Restate, word for word, all of the material shown below.

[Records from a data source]
━━━━━━━━━━━━━━━━━━━━━━━━━━━━━━
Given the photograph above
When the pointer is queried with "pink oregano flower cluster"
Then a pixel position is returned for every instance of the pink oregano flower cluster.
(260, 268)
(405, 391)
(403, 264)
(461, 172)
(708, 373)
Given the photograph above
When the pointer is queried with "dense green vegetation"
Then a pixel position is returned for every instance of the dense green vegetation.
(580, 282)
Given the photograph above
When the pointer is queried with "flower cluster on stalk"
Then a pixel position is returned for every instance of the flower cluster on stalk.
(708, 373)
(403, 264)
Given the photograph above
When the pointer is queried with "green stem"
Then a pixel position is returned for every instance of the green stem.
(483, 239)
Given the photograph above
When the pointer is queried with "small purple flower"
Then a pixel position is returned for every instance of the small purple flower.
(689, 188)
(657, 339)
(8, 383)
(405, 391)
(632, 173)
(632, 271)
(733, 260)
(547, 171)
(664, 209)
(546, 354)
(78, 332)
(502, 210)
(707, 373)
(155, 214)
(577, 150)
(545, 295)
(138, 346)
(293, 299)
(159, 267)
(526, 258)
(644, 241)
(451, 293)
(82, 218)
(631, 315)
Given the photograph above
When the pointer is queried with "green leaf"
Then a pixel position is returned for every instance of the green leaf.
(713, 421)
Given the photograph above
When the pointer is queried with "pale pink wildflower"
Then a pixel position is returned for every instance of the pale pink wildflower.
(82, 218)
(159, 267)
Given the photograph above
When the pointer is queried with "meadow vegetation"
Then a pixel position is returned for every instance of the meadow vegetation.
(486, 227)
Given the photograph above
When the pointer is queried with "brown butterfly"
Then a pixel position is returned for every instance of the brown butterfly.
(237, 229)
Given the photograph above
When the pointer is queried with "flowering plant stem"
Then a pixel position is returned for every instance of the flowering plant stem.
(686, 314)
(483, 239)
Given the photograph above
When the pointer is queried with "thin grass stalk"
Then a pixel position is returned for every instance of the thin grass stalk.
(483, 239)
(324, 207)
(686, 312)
━━━━━━━━━━━━━━━━━━━━━━━━━━━━━━
■ Result of the task:
Given the photograph above
When the pointer is queried with "pink oregano flower cluster"
Then a pixel position is returned for every instance of the pink oregano flower cluster.
(260, 268)
(405, 391)
(403, 264)
(461, 172)
(708, 373)
Given the photograph above
When the pointer is queried with "dense green vegetation"
Then a pixel position is returned for every instance of the dense green vegetation.
(580, 282)
Given the photograph above
When the pointer is queried with "flower cluster on stalk"
Then a pixel position is returned for every instance of the flower cluster on stalk.
(708, 373)
(403, 264)
Given the photograph above
When the pointer is queried with "green stem"
Then a pixel position is returned for every instance of the green stem.
(483, 239)
Given the photograph above
When the pointer is queried with "small purple flower"
Then a pixel position is returned for every instance of the small purple flower.
(689, 188)
(657, 339)
(8, 383)
(405, 391)
(632, 173)
(632, 271)
(733, 260)
(547, 171)
(664, 209)
(546, 354)
(78, 332)
(502, 210)
(707, 373)
(155, 214)
(577, 150)
(545, 295)
(138, 346)
(293, 299)
(159, 267)
(526, 258)
(644, 241)
(451, 293)
(82, 218)
(631, 315)
Given the photograph above
When the pointer is queried with "green leaf"
Then a pixel position is returned for every instance of the green leaf.
(713, 421)
Given the photograph above
When the pointer is queried with "pale pink wildflower"
Then a pixel position is returned for every instance of the pale pink wildflower.
(82, 218)
(159, 267)
Given the photograph above
When the pointer is queried with "meadow vegetation"
Then a pixel position is returned for every instance of the meadow vegetation.
(486, 227)
Given the photograph above
When the pointer is queried with "brown butterfly"
Then a pixel position is returned for every instance of the brown butterfly.
(237, 229)
Given the photograph above
When the pointer is queried with "flowering plant stem"
Then a pixel position is returned for every instance of the flowering plant stem.
(686, 314)
(483, 239)
Given the photograph above
When the pointer is queried with "thin grass stalk"
Then a pixel position is returned for every instance of the thin grass stalk.
(483, 239)
(324, 207)
(686, 312)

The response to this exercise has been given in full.